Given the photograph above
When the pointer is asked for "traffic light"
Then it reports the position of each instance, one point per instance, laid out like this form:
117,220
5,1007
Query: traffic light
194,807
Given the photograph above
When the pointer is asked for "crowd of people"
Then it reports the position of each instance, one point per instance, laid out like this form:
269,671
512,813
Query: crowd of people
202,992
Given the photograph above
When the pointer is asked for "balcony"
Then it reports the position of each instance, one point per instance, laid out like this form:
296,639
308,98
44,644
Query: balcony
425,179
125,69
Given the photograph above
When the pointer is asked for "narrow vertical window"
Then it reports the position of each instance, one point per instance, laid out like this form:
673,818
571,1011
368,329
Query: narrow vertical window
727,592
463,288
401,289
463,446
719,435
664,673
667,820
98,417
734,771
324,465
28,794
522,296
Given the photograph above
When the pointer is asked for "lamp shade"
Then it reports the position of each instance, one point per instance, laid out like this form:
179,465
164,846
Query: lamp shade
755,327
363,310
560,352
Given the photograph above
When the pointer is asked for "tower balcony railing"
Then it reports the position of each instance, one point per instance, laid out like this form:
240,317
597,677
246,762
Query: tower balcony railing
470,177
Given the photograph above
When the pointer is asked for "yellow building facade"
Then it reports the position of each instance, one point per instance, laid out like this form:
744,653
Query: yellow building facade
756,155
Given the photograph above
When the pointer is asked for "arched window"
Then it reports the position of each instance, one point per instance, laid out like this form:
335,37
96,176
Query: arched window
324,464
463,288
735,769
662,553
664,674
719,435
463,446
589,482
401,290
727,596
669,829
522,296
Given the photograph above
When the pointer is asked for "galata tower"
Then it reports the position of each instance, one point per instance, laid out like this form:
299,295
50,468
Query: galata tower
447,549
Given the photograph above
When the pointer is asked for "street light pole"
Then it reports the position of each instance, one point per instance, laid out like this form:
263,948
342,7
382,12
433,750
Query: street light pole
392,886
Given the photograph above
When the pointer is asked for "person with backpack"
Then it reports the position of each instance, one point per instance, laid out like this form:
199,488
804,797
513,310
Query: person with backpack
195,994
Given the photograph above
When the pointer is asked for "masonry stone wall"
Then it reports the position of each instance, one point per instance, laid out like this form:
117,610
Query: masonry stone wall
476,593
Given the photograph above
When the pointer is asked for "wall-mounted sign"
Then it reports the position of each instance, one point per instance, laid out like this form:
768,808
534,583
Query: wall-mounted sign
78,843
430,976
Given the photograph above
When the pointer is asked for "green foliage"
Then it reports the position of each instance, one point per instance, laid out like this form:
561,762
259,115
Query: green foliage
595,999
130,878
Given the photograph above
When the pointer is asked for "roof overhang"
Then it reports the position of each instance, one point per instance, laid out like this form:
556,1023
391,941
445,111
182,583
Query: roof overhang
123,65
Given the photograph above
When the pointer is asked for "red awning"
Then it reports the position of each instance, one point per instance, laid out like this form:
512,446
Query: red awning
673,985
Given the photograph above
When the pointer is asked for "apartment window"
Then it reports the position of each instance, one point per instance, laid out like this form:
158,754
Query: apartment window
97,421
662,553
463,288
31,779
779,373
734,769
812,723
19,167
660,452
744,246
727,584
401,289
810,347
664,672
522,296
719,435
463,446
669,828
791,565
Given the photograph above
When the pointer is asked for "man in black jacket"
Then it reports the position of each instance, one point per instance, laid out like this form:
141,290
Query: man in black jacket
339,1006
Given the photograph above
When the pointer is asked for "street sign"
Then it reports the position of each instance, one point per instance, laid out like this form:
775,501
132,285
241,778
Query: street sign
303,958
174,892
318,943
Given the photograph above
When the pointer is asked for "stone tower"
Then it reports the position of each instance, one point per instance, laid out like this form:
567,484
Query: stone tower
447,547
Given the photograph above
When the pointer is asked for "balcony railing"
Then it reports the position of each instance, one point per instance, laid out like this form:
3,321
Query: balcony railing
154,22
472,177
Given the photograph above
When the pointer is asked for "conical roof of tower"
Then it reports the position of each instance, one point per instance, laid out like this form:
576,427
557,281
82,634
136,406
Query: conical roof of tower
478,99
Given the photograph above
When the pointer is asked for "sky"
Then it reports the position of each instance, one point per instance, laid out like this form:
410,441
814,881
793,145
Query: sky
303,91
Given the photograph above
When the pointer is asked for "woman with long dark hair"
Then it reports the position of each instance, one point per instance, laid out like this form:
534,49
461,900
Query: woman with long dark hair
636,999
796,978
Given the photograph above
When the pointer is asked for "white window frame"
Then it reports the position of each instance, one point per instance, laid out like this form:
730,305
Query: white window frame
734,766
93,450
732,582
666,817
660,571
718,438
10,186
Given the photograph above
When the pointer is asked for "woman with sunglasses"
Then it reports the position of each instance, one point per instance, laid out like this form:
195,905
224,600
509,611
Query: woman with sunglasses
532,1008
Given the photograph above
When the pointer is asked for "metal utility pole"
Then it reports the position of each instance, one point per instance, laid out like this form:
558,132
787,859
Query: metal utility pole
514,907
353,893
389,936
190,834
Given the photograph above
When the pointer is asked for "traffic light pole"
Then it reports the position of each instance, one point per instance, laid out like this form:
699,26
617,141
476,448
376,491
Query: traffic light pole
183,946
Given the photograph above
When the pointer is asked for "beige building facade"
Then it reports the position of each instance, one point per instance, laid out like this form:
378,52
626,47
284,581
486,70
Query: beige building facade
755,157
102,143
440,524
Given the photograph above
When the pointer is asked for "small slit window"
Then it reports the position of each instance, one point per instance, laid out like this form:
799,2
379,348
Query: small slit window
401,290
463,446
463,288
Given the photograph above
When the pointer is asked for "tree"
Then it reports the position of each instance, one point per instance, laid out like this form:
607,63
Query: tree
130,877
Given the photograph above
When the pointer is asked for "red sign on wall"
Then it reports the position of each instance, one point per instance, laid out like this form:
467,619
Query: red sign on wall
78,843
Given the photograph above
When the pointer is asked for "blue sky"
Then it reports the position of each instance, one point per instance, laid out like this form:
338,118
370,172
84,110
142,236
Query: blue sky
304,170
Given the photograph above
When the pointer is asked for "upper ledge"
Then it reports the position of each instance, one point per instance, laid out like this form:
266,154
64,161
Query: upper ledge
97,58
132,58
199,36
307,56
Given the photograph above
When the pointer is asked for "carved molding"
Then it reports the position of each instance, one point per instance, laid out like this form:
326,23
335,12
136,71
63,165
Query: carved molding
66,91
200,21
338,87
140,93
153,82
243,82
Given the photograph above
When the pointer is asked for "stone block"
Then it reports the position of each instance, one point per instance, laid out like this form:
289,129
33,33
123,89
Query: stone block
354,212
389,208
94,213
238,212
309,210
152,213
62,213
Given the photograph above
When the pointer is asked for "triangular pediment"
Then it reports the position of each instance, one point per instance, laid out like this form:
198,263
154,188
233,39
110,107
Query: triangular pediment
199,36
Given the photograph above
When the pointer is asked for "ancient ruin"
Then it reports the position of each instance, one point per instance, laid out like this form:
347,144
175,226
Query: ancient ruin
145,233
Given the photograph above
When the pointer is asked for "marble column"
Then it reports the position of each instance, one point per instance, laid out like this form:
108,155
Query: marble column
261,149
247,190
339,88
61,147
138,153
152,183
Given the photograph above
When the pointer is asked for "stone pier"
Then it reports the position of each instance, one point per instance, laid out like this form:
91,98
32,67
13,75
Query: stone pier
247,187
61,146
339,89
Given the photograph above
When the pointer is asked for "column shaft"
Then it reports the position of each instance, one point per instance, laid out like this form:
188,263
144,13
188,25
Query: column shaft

INSTRUCTIONS TO FOLLOW - What's needed is every entry, returned word for word.

WRITTEN REPLY -
Given the photograph above
When the pointer is asked for "traffic light"
Then it reports the position of each instance, one point per instance, laid out like this form:
117,220
5,1007
Query: traffic light
194,807
Given the photograph above
When the pointer is asked for "crowd of people"
Then it reports the position of each instance, one point per instance, laid out like this form:
269,671
512,813
Query: crowd of people
202,992
Given the photograph above
When the pointer is asked for "balcony"
Then it reports the position of each instance, one point per instance, laid out like this form:
296,639
308,98
44,644
Query: balcony
425,179
125,69
Given the photograph above
When the pointer is asked for "narrow vertical window"
Then it reports the position of each instance, one point per instance, laid out like this form:
673,818
571,1011
368,329
Query: narrow vertical window
727,592
463,288
401,289
463,446
719,435
664,673
667,820
98,417
734,771
324,465
28,794
522,296
Given the photograph above
When the pointer is asked for "lamp shade"
Then it reports the position of each instance, one point per instance, laid out like this form:
179,465
164,846
Query: lamp shade
755,327
363,310
560,352
Given the photograph above
When the pointer is asked for "tower balcony railing"
Then it reports the position of each instance, one point per instance, laid out like this form:
240,317
597,677
246,762
Query: tower balcony railing
470,177
Given the photograph above
When the pointer is asked for "yellow building facade"
Then it reports the position of each instance, one point per instance, laid out like this form:
744,653
Query: yellow building facade
756,155
Given the photograph above
When the pointer is asked for "arched window"
Then it reports the position of each instance, one point per instance, laid out like this form:
335,37
96,176
Query: arched window
324,464
463,288
735,769
662,553
664,674
719,435
463,446
589,482
401,290
727,596
669,829
522,296
Given the photograph above
When the pointer is asked for "galata tower"
Then it reports the position of each instance, one point per instance, laid out like this form:
299,295
50,468
Query: galata tower
447,549
Given the photograph above
When the pointer is asked for "street light pole"
Then it reports the position of each instance, one point per instance, laid out like this form:
263,948
342,7
382,12
433,750
Query: street light pole
392,886
Given the photograph above
When the pointer is asked for "person with backpack"
Then it reports the position of each instance, one point per instance, laid out like this form:
199,488
804,797
513,310
Query: person with backpack
195,994
Given the photograph above
When the pointer is asked for "masonry stone wall"
Then it reports the position of each instance, one point per instance, laid out like this form:
117,610
Query: masonry stone wall
476,593
Given the photograph above
When the pointer is asked for "wall-mounted sign"
Then it reports the position of each instance, one point per instance, laid out like this form:
768,808
534,583
Query: wall-mounted sign
78,843
430,976
Given the photograph above
When the pointer is asked for "green foliage"
Then it reports the position of each instance, one point per instance, laid out like this form:
561,762
259,115
Query: green foliage
595,999
130,878
Given the photograph above
When the pointer is asked for "roof overhang"
Then it reports the position of each instance, one point per instance, laid out like this form:
556,1023
391,941
445,111
182,583
Query: roof overhang
123,65
Given the photograph above
When the pointer is asked for "red awning"
Then it reports the position of each instance, one point per instance, laid out like this form:
512,446
Query: red awning
673,985
Given the photograph above
When the pointer is asked for "apartment window"
Then it reports the position of each instance, one point per instance, laid out like this form:
158,754
Query: apartment window
97,421
662,553
463,288
31,779
779,373
734,769
812,723
19,167
660,452
744,246
727,584
401,289
810,347
664,672
522,296
719,435
463,446
669,828
791,565
Given the photograph above
When the pointer is asked for "man in black jacket"
Then it reports the position of each instance, one point per instance, laid out like this form:
141,290
Query: man in black jacket
339,1006
Given the photograph above
When the pointer is asked for "street sign"
Then it reports the position of each instance, one point per instance, laid out like this form:
775,501
132,285
241,778
Query: street sign
303,958
174,892
318,943
Given the photograph above
When the pointer is asked for "stone tower"
Then it reports the position of each instance, one point per instance, laid out like this form:
567,484
Query: stone tower
447,547
Given the photograph above
When the pointer is asked for "balcony railing"
Then it reports the position of each instance, one point per instance, laid out like this form:
3,321
Query: balcony railing
154,22
472,177
Given the photograph above
When the pointer is asked for "conical roof of tower"
Then it reports the position of each instance, one point per instance, laid out like this form:
576,427
557,281
82,634
136,406
Query: conical roof of tower
478,99
Given the photograph above
When the pointer is asked for "sky"
Then it reports the position of each instance, one point per instance, laid out like this form:
410,441
814,881
793,145
Query: sky
303,91
Given the photograph above
When the pointer is asked for "woman with long dark hair"
Then it reports the position of each instance, one point per instance, laid out like this form:
534,49
461,900
Query: woman with long dark hair
636,999
796,978
Given the photograph above
When the pointer is asked for "white window frame"
Then it reports the position of each instance, one point per instance, laid out like this form:
730,305
Query: white window frame
734,766
93,450
732,582
666,817
660,571
718,438
10,186
Given the photograph above
When the pointer is asked for "woman with sunglasses"
Then it reports the position of each instance, one point per instance, laid out like this form:
195,905
224,600
509,611
Query: woman with sunglasses
532,1008
Given the photograph above
When the pointer is asked for "metal utility pole"
Then it reports the position of each instance, one point per instance, laid out like this form:
558,132
787,859
Query: metal utility pole
514,907
353,893
389,936
190,834
Given the photograph above
When the pointer is asked for "traffic light pole"
Then it reports the position of each instance, one point per instance, laid out like this form:
699,26
617,141
476,448
376,491
Query: traffic light pole
183,946
Given the photograph above
When the pointer is asked for "beige building facade"
Then it reports the position of each instance, one point per instance, laid out like this form:
378,52
626,47
284,581
486,70
Query: beige building facade
755,157
102,143
440,524
Given the photograph above
When the pointer is asked for "small slit window"
Then it reports the position of each instance, one point per instance, laid out like this form:
799,2
379,348
Query: small slit window
401,290
463,446
463,288
Given the photograph above
When the pointer is asked for "tree"
Then it reports the position of each instance, one point per instance, laid out like this form:
607,63
Query: tree
130,877
Given the photograph above
When the pointer is asked for "red sign on wall"
Then it reports the position of each instance, one point per instance, laid out like this form:
467,619
Query: red sign on wall
78,843
Given the photograph above
When the pointer is asked for "blue sky"
Then it reports the position of each instance, one point per instance, laid out like this form:
338,118
370,172
84,110
142,236
Query: blue sky
304,170
Given the photograph above
When the pointer is asked for "upper ledge"
Then it reports the position of each instance, one point per instance, laid out like this form:
266,154
64,161
Query: upper ledge
97,58
132,58
199,36
307,56
Given the photograph above
When the pointer is asked for "carved molding"
Then it reports the position of each instance, one point per instance, laid out like this form:
326,23
335,12
136,71
63,165
Query: carved molding
66,91
200,21
338,87
140,93
153,82
243,82
Given the photograph above
When the pointer is asked for "stone block"
Then it reports the position of each instance, one point per instance, laid out like this form:
289,129
33,33
123,89
Query: stone block
354,212
389,208
94,213
238,212
309,210
152,213
62,213
Given the photograph above
When the pointer is asked for "triangular pediment"
Then it reports the position of each instance, one point per instance, laid out like this form:
198,263
154,188
233,39
110,107
Query: triangular pediment
199,36
Given the photograph above
When the pointer is asked for "ancient ruin"
Then it reports the position of each instance, one point per instance, laid out like this form:
347,144
175,226
Query: ancient ruin
145,233
Given the photograph above
When the pointer is asked for "marble column"
Then it reports the position of each instance, one point per instance, laid out like this form:
108,155
Query: marble column
261,149
247,190
339,88
61,147
138,153
152,183
Given the photograph above
When the pointer is asked for "stone pier"
Then it reports the position of each instance, one point per instance, laid out like this form:
91,98
32,67
13,75
Query: stone pier
247,187
61,146
339,89
Given the photograph above
When the pointer is asked for "column shaft"
Then it reports the position of each instance, one point per instance, laid out like this form:
188,263
144,13
188,25
Query: column shaft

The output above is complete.